#### [Aim of the exercise]
Reproduce, unchanged, the lines between the one containing "Task: place one keypoint per instance of the gravel" and the one containing "Task: place one keypoint per instance of the khaki pants", inclusive.

** START Listed records **

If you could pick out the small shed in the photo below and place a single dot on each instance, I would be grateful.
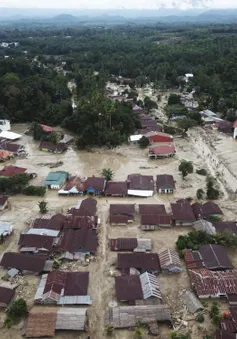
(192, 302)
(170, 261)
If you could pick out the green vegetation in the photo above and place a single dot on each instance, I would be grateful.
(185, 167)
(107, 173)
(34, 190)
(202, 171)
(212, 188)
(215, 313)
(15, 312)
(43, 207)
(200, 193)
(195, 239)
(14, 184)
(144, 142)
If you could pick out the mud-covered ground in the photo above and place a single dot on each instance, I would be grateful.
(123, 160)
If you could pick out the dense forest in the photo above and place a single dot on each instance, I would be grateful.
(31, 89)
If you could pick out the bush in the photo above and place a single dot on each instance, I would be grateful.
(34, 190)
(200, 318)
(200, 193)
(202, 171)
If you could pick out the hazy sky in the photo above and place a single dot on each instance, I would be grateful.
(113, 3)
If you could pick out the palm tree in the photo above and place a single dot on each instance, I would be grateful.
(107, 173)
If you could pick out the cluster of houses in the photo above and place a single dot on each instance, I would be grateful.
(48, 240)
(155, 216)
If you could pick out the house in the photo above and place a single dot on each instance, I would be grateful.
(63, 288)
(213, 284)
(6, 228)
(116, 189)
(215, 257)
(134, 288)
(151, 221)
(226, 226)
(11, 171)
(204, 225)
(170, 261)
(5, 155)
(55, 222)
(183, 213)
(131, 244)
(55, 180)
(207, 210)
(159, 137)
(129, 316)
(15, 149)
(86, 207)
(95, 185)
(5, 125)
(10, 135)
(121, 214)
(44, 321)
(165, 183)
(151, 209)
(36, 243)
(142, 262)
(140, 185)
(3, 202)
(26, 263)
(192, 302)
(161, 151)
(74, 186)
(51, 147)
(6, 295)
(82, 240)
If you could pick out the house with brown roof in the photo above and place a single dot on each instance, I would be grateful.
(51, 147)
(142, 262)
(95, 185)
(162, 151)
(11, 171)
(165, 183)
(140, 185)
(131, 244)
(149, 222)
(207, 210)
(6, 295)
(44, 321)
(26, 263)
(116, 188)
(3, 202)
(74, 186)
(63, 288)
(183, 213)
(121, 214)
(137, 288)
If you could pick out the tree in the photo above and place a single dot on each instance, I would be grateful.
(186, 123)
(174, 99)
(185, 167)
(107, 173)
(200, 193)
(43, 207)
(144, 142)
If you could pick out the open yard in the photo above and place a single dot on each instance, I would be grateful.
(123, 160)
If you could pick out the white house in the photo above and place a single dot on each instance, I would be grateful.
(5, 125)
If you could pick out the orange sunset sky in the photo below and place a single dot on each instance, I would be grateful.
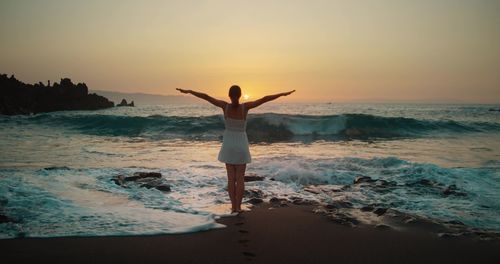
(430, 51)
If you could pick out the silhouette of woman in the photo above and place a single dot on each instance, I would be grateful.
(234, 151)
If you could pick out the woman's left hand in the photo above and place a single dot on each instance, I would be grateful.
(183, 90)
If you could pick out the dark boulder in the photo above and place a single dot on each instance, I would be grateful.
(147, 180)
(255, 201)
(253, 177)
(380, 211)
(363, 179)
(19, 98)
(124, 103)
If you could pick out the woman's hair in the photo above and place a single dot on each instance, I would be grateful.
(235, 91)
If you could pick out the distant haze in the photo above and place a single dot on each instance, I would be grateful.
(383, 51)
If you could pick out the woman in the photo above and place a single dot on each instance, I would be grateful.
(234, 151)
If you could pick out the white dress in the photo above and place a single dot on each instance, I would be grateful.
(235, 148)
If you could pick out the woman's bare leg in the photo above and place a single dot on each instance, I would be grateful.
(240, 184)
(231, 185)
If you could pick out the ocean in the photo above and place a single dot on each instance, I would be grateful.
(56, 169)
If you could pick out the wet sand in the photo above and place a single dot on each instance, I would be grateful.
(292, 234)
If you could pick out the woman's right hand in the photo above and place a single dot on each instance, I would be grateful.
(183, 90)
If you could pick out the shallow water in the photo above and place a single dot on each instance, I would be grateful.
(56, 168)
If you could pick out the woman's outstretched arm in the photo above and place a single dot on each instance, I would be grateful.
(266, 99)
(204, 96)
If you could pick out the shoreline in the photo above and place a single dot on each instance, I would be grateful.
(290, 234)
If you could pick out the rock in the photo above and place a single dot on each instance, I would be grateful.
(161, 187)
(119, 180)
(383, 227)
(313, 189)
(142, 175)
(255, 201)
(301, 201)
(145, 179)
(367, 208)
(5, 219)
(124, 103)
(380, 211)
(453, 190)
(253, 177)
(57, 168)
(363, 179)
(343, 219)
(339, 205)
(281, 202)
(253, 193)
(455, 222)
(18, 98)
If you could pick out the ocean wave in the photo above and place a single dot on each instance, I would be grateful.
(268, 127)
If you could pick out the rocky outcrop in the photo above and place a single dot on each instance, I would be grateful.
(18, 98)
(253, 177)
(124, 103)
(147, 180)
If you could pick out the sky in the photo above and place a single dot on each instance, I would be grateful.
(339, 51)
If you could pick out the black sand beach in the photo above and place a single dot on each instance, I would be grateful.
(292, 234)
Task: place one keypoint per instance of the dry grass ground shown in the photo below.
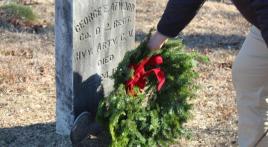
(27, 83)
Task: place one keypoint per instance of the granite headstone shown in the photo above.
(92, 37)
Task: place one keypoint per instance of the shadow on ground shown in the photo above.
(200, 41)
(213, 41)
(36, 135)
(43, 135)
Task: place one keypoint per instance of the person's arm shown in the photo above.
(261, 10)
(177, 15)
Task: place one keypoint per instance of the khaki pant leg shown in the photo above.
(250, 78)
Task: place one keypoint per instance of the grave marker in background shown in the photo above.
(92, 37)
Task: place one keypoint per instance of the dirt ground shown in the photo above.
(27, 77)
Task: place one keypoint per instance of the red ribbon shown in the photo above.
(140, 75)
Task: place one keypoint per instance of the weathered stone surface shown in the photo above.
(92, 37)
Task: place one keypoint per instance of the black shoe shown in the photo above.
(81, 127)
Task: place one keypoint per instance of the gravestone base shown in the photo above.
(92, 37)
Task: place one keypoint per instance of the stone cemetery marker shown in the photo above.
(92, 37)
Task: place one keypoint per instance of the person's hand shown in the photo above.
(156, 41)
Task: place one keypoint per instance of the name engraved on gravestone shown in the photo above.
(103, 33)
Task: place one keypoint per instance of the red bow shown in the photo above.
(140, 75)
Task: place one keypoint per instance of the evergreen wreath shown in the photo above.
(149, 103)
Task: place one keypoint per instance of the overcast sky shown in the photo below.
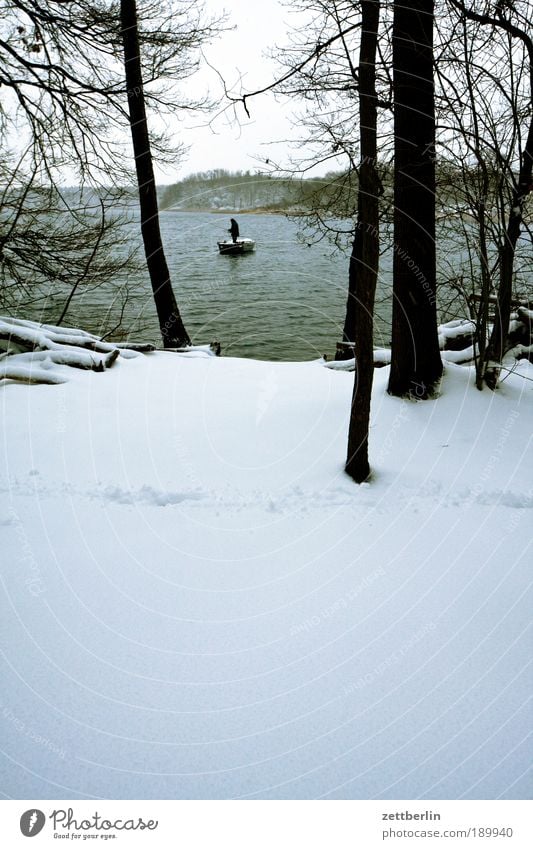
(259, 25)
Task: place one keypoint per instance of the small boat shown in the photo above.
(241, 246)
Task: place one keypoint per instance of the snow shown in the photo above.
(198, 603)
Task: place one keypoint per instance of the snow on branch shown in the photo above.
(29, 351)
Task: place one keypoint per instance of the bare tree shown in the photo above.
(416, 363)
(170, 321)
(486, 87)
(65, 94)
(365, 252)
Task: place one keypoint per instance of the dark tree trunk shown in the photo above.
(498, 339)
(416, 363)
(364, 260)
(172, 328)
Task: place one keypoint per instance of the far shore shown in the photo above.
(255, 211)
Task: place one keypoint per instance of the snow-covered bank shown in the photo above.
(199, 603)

** END Listed records **
** START Listed records **

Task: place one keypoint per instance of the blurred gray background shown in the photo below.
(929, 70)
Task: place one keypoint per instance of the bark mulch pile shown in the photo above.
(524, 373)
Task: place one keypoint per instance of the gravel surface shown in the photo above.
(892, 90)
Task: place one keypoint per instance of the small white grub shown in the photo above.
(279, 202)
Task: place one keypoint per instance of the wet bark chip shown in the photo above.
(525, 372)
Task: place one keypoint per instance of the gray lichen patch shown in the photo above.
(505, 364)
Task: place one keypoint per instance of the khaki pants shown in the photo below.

** END Listed records **

#### [Written response]
Task: place one keypoint per instance of the gravel surface shown in the photo above.
(892, 90)
Task: place one keypoint per instance of the small white grub shown in the photo above.
(279, 202)
Task: place one keypoint per instance of the wet bark chip shown in the photo above.
(525, 372)
Task: place one keypoint per instance of the gray lichen patch shown in the photo above.
(505, 364)
Task: place one keypoint per instance of the khaki pants shown in the photo below.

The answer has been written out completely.